Comparisons. The molecular analyses indicate that Hemiphyllodactylus pardalis sp. nov. is a genetically divergent member of the Indochina clade (Table 2) and the sister species to the remaining species of the clade (Fig. 2). Hemiphyllodactylus pardalis sp. nov. is differentiated from all Hemiphyllodactylus by having a dorsal pattern consisting of well-separated and well-defined black spots on the head and body as well as faint, but welldefined white spots on the body (Figs. 3, 4) and a relatively longer axillia-groin length (0.65–0.67 vs. 0.37–0.57, collectively [Table 4; Grismer et al. 2013, 2014, 2018a, 2020; Agarwal et al. 2019]).

- - -

Transcribe the stretch of the gecko species comparison from "Comparisons. The molecular" through "et al. 2019]).".

■ **Extracted data**:

- - -

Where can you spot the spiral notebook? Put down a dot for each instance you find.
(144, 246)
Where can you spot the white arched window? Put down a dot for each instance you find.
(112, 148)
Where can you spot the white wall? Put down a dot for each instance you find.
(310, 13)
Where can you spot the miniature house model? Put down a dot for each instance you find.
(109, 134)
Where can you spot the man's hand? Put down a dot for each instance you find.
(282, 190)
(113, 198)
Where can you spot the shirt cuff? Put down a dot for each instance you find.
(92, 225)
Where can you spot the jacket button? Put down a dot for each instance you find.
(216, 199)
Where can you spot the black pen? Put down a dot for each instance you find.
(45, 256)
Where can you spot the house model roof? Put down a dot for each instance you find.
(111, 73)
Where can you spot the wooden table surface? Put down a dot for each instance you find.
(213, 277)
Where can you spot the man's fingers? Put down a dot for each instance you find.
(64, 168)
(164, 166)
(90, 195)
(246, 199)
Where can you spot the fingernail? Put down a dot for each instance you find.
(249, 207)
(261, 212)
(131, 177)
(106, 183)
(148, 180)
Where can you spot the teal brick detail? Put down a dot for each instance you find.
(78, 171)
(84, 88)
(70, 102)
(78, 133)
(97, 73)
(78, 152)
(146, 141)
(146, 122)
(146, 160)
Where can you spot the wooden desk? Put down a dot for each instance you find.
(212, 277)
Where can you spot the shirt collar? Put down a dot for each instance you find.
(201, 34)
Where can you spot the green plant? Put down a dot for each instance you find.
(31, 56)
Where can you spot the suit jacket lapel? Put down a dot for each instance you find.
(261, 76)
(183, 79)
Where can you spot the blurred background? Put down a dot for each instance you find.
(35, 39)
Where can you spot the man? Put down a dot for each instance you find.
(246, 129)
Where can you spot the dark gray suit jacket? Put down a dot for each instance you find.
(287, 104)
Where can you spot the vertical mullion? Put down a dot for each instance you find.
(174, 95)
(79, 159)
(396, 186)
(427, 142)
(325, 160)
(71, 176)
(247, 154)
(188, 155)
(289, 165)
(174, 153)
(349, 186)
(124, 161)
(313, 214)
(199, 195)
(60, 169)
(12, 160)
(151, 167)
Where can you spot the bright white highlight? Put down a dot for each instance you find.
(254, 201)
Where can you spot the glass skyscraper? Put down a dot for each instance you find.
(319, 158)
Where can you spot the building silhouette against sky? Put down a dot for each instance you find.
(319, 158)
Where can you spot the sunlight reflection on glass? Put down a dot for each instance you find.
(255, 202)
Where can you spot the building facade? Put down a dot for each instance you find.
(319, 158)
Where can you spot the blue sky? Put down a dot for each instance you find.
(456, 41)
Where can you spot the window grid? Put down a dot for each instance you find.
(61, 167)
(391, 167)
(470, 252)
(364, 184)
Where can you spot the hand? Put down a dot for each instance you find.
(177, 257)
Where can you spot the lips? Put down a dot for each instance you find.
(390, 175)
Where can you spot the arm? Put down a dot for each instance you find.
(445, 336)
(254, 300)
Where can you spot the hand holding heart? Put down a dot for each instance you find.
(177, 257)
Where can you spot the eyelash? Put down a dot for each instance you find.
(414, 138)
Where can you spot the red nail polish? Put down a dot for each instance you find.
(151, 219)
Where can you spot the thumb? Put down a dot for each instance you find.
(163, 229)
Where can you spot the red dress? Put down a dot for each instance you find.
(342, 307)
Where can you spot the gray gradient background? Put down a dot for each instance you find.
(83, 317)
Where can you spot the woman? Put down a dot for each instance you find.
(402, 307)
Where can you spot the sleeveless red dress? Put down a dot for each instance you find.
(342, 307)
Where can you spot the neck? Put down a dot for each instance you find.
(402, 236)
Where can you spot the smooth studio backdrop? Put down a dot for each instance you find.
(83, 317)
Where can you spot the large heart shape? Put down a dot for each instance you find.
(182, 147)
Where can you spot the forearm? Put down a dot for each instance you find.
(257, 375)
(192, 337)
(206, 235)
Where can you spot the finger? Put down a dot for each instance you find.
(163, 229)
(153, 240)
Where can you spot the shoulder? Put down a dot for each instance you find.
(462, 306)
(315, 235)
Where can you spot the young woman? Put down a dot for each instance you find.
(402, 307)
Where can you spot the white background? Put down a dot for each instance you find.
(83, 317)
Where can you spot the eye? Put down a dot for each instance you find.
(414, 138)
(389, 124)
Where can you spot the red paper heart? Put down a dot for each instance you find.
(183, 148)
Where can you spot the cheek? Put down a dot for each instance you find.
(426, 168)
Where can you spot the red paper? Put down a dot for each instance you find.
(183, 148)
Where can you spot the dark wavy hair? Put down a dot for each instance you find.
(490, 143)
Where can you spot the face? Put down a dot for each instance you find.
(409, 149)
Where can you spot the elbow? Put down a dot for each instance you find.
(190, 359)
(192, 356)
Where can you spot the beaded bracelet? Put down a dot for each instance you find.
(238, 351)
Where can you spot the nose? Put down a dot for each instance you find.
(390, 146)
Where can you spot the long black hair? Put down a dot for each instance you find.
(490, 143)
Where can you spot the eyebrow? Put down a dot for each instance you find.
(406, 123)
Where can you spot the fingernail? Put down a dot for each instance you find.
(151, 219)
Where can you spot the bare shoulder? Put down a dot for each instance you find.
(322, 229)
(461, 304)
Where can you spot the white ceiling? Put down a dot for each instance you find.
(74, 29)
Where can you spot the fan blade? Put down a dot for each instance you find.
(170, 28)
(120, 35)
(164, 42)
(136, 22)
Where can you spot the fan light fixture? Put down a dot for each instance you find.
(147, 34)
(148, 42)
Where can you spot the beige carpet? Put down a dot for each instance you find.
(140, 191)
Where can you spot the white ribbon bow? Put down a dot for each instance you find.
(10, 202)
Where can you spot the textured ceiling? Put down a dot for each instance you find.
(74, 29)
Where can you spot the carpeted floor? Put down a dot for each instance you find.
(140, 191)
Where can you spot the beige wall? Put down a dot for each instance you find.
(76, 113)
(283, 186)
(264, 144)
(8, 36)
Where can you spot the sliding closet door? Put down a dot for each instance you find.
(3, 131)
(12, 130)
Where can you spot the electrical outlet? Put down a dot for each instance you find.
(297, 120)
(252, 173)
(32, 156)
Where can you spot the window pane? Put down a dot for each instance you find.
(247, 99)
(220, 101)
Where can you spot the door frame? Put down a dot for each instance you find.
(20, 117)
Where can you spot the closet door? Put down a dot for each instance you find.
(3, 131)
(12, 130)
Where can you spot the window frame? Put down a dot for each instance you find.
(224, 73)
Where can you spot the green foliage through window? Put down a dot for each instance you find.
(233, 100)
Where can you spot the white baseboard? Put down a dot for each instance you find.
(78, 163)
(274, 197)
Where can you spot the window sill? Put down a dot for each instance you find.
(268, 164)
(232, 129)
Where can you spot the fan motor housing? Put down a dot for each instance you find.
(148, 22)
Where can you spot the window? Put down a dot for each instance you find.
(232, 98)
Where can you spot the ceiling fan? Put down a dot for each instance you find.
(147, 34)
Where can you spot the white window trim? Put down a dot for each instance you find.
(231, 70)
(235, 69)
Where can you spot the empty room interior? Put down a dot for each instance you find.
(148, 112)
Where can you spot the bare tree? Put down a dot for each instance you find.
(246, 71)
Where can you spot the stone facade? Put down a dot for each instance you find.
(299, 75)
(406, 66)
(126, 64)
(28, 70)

- - -

■ **Answer to the problem**:
Comparisons. The molecular analyses indicate that Hemiphyllodactylus pardalis sp. nov. is a genetically divergent member of the Indochina clade (Table 2) and the sister species to the remaining species of the clade (Fig. 2). Hemiphyllodactylus pardalis sp. nov. is differentiated from all Hemiphyllodactylus by having a dorsal pattern consisting of well-separated and well-defined black spots on the head and body as well as faint, but welldefined white spots on the body (Figs. 3, 4) and a relatively longer axillia-groin length (0.65–0.67 vs. 0.37–0.57, collectively [Table 4; Grismer et al. 2013, 2014, 2018a, 2020; Agarwal et al. 2019]).